• [Task goal]
Write what comes next in the passage about the dairy research at Duchy College's Future Farm, starting after its final sentence.

***** Supplied text *****

Future Farm's story
The two-acre facility will include a host of features, including an ability to split the College’s commercial Holstein Friesians into three mini herds, allowing measuring and comparison of different management techniques.
There will be a computerised, precision-control feeding system, plus an ability to separate slurry and manure from the different groups of animals, allowing multiple research projects to be run simultaneously – including exploring the storage, and spreading and treatment of slurry and manure.
One of these projects is the ABCD (Agriculture Bas Carbone Dairy) project, funded by the European Regional Development Fund. Working with Cornwall Council, local farmers, the council of Finistère and Trévarez Research Station in Brittany, France, the research team at Duchy College’s Future Farm will look at ways of reducing the carbon footprint of dairy farming in Cornwall and across the Channel. The project will focus on reducing methane produced by dairy cattle, zoning in particularly on the food they are fed, and the carbon footprint of getting it to the farm.
From this, the team at RBS want to calculate the net emissions that the herd are producing, monitored from cutting-edge sensors placed around the farm and on the cows themselves.

***** Given material *****

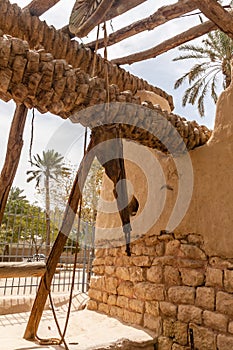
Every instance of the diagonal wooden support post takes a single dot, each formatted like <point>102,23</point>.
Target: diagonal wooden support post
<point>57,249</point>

*****

• [Response for this exercise]
The research at Future Farm, from cow comfort to slurry management, is being taught to students to use in their own farms in the future.
Useful learnings from Future Farm
Agriculture has the potential to be part of the solution to the climate crisis, and the research we will carry out at the Future Farm in Cornwall will help farmers make informed choices about how they manage their land.
The research and programme manager at Duchy College’s Future Farm dairy research facility, Paul Ward, stated, “Soya bean is used widely in dairy cattle nutrition, as it is a high-quality protein source, but also has a high carbon footprint.”
“Using a soya bean meal-free diet resulted in a significant 8.6% reduction in carbon footprint, which is a great finding for dairy farmers worldwide.” Paul continued. The researchers found that milk production, milk quality, and body condition scores were unaffected.